> [What you should do] Lines before the one containing "Query: dog's snout" are left out; copy that line and every later line through the end of the data exactly.

> [Raw records]

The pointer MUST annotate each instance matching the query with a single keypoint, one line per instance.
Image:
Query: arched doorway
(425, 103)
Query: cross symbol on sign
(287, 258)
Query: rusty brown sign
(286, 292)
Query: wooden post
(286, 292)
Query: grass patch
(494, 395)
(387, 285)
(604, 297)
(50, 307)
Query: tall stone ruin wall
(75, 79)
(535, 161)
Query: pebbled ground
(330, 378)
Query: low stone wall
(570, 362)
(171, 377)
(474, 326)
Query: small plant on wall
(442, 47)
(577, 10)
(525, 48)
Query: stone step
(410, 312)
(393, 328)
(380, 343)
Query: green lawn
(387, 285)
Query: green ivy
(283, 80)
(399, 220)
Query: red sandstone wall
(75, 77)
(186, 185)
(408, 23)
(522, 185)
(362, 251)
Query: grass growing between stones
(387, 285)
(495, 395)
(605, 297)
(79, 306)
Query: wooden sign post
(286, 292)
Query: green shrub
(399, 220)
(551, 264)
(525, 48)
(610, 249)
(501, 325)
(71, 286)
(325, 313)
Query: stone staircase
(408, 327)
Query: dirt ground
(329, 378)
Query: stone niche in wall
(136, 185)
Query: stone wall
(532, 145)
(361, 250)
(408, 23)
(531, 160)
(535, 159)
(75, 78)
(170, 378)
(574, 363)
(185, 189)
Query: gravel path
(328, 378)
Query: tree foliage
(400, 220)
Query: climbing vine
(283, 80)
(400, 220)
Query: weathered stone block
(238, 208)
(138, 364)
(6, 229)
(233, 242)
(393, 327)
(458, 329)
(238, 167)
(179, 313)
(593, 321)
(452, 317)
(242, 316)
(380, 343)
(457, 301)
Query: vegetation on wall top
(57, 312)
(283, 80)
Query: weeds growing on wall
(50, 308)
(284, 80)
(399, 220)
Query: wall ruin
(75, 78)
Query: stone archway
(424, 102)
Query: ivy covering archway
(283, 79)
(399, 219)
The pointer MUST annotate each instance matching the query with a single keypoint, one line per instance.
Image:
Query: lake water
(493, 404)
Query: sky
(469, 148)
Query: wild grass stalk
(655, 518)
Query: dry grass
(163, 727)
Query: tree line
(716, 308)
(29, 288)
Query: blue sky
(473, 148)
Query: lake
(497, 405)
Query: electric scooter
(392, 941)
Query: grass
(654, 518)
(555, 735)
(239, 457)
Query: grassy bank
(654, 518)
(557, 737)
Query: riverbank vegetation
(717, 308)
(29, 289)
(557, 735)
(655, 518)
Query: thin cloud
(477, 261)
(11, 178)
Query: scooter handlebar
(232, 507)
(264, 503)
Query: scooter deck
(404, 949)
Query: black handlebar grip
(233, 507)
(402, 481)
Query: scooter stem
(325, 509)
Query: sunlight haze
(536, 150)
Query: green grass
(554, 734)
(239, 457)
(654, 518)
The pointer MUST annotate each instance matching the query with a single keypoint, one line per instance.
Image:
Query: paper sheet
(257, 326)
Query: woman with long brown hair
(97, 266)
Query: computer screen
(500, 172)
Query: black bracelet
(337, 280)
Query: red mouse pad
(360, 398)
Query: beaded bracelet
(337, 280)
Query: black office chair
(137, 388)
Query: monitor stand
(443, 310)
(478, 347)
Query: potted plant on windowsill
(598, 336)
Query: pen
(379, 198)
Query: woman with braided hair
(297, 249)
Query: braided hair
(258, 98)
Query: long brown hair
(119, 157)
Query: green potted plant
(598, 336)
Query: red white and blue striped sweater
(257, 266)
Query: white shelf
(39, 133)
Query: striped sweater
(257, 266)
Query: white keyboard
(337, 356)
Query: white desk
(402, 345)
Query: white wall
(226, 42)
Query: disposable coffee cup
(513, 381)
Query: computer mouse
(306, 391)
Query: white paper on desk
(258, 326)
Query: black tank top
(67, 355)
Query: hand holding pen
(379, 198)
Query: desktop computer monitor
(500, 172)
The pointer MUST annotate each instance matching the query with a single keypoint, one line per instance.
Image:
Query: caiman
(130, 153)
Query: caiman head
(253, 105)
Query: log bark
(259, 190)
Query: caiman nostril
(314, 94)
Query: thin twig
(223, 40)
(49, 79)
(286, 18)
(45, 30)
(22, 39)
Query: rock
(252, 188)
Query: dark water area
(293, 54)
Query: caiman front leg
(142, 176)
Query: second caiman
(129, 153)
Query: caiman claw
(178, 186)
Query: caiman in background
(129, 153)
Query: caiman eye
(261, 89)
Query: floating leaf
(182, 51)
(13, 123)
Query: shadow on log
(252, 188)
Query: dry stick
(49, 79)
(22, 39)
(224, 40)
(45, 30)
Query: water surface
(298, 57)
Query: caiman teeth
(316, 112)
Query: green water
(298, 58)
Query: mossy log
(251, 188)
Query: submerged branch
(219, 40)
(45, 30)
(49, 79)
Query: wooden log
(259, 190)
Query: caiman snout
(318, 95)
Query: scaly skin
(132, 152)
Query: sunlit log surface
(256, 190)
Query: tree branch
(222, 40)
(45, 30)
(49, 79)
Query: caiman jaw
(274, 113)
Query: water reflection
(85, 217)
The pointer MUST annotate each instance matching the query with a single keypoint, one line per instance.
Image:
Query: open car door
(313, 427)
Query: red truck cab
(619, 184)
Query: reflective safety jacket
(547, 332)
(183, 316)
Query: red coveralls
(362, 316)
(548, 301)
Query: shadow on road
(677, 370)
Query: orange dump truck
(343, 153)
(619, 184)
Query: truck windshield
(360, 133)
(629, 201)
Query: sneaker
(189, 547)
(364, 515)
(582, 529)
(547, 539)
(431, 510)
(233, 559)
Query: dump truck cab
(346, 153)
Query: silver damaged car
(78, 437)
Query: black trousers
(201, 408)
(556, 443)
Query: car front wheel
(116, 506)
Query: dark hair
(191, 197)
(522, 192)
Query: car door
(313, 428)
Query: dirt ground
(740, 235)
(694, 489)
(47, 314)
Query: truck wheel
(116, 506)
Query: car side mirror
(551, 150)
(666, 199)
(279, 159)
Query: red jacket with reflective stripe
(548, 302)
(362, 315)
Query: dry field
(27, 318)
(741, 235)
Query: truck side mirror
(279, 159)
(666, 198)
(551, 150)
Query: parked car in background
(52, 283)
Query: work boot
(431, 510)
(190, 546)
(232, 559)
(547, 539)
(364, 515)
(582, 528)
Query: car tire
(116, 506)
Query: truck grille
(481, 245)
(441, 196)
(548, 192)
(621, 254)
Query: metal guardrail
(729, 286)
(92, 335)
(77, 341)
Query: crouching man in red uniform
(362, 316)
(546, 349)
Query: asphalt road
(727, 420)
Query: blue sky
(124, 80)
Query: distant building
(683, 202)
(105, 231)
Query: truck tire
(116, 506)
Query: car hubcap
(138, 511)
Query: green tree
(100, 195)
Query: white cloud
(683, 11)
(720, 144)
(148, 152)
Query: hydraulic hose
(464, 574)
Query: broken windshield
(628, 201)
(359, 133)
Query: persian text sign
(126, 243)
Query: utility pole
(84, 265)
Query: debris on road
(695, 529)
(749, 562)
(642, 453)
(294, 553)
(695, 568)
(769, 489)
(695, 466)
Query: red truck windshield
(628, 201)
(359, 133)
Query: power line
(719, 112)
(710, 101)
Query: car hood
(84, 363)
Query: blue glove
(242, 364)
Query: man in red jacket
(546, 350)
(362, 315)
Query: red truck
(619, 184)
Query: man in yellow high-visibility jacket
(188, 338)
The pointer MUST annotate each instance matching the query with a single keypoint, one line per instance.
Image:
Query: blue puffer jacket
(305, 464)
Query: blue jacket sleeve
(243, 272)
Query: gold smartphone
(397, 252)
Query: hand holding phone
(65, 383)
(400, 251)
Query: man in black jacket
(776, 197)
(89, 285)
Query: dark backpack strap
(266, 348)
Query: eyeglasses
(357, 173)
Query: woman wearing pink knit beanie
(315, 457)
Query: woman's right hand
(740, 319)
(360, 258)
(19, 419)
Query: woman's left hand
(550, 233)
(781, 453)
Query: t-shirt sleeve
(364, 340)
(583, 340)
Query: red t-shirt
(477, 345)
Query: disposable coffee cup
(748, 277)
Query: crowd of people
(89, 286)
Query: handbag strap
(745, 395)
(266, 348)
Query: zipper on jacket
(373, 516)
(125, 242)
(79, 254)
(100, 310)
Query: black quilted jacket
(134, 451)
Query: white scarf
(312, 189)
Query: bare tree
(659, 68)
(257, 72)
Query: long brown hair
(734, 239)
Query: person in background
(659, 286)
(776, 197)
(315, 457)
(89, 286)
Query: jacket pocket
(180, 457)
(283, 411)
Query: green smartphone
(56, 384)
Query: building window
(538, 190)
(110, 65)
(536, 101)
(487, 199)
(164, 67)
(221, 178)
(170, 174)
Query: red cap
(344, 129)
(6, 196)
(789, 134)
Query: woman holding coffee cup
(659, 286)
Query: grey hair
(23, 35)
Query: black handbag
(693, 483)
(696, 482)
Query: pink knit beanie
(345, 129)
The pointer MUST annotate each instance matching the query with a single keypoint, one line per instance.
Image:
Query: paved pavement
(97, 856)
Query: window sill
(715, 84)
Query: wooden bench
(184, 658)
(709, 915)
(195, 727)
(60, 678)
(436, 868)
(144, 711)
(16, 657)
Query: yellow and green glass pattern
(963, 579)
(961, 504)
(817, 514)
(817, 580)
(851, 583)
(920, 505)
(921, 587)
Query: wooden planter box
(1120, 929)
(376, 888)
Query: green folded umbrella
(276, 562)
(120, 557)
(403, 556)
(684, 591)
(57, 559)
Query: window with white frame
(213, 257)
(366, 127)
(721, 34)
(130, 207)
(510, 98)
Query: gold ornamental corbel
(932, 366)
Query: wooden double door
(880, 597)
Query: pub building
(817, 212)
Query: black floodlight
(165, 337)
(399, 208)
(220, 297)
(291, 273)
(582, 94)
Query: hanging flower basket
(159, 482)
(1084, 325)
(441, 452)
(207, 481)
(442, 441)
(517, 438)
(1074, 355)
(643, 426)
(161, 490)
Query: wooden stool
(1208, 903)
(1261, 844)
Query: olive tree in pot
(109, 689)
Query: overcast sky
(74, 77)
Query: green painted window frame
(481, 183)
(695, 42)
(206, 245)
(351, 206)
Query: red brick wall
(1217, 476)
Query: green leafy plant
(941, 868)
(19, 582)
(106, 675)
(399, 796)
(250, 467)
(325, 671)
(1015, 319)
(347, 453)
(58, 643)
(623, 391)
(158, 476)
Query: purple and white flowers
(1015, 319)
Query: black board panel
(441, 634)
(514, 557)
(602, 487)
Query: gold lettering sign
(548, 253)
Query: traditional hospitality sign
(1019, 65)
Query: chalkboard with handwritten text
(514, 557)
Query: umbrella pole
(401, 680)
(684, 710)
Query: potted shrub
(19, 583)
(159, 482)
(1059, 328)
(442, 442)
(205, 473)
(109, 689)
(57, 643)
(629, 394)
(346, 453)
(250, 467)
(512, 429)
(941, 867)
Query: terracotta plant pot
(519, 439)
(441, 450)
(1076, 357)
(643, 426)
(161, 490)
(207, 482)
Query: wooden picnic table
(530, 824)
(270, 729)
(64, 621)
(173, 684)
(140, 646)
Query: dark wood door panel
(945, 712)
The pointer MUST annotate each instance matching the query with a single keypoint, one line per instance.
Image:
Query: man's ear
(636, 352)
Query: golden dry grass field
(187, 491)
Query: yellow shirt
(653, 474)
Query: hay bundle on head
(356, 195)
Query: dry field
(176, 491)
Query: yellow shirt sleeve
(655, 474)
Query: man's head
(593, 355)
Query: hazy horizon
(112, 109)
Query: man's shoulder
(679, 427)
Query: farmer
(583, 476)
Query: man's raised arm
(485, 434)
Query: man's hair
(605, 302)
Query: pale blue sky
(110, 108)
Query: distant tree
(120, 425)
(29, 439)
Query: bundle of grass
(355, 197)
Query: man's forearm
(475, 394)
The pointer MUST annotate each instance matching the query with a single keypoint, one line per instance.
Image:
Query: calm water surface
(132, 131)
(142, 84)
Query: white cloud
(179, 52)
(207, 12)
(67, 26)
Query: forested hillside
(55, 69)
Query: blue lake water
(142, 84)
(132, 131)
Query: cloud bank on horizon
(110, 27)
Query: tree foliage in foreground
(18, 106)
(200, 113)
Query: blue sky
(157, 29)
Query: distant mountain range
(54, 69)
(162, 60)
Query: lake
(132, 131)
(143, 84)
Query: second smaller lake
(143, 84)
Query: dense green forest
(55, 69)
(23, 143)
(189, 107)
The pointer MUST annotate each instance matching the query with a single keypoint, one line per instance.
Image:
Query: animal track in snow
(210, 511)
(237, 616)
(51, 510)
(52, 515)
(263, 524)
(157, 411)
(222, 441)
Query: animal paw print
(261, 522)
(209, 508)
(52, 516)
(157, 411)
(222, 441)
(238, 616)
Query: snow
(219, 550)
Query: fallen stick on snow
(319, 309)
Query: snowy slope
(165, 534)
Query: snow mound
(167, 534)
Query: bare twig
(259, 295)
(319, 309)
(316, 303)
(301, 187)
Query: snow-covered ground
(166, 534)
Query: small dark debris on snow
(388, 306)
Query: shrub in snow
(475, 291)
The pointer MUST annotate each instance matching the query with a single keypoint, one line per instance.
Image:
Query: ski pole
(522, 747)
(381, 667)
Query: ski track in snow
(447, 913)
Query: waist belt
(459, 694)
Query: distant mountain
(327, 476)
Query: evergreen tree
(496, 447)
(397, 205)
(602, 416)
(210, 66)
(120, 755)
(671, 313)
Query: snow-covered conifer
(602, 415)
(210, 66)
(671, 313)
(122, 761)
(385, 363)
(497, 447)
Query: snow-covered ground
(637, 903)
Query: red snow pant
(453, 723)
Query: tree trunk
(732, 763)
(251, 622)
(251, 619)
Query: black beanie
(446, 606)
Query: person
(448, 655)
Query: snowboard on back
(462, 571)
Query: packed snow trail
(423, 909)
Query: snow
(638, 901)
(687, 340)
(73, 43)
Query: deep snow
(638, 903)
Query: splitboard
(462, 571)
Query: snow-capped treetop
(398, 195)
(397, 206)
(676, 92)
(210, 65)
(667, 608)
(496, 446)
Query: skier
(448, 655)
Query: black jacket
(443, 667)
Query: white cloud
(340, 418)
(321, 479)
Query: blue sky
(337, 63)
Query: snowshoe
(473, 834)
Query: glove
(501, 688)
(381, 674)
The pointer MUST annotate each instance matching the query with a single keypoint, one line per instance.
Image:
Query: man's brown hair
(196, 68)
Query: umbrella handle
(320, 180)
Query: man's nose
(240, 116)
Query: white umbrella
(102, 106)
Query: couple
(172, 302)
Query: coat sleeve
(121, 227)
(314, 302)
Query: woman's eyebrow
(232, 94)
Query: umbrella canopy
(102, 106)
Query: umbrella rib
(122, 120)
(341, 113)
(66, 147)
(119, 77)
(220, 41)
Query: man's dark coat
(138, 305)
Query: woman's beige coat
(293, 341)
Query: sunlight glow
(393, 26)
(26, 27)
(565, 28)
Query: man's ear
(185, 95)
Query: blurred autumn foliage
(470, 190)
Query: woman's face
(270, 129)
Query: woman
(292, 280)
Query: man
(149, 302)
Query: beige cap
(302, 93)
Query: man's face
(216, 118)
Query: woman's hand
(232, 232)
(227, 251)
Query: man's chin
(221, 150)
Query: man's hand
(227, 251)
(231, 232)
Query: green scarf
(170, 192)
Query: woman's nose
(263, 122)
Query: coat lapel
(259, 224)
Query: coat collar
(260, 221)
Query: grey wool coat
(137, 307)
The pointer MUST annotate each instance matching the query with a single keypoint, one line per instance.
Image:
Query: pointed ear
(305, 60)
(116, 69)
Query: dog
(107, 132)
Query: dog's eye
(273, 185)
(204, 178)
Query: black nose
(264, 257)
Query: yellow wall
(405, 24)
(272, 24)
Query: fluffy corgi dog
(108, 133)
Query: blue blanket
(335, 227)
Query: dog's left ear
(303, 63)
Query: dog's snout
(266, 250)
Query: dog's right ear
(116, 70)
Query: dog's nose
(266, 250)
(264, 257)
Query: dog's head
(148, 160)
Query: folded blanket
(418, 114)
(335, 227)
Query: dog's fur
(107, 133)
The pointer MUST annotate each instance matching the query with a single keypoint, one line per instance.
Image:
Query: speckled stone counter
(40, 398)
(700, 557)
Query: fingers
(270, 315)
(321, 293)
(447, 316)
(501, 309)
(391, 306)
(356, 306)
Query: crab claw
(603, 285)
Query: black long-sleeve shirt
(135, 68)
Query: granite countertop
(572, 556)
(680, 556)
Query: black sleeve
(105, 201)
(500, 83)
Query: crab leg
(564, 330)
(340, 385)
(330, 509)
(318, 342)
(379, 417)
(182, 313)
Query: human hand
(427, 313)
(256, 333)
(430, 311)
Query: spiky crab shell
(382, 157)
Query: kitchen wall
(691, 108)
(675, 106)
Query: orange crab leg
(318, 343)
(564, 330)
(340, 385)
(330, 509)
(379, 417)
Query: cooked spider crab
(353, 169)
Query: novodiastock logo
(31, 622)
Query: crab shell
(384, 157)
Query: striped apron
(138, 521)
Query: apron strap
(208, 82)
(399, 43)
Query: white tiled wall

> [The output]
Query: dog's snout
(266, 250)
Query: dog's right ear
(116, 70)
Query: dog's nose
(266, 250)
(264, 257)
Query: dog's head
(148, 160)
Query: folded blanket
(418, 114)
(335, 227)
Query: dog's fur
(107, 133)
The pointer MUST annotate each instance matching the query with a single keypoint, one line per instance.
Image:
Query: speckled stone counter
(40, 398)
(700, 557)
Query: fingers
(270, 315)
(321, 293)
(447, 316)
(501, 309)
(391, 306)
(356, 306)
Query: crab claw
(603, 285)
Query: black long-sleeve shirt
(135, 68)
Query: granite countertop
(572, 556)
(680, 556)
Query: black sleeve
(105, 201)
(500, 83)
Query: crab leg
(564, 330)
(340, 385)
(330, 509)
(318, 342)
(379, 417)
(182, 313)
Query: human hand
(427, 313)
(256, 333)
(430, 311)
Query: spiky crab shell
(382, 157)
Query: kitchen wall
(691, 108)
(675, 106)
Query: orange crab leg
(318, 343)
(564, 330)
(340, 385)
(330, 509)
(379, 417)
Query: cooked spider crab
(353, 169)
Query: novodiastock logo
(31, 622)
Query: crab shell
(384, 157)
Query: striped apron
(138, 521)
Query: apron strap
(208, 82)
(399, 43)
Query: white tiled wall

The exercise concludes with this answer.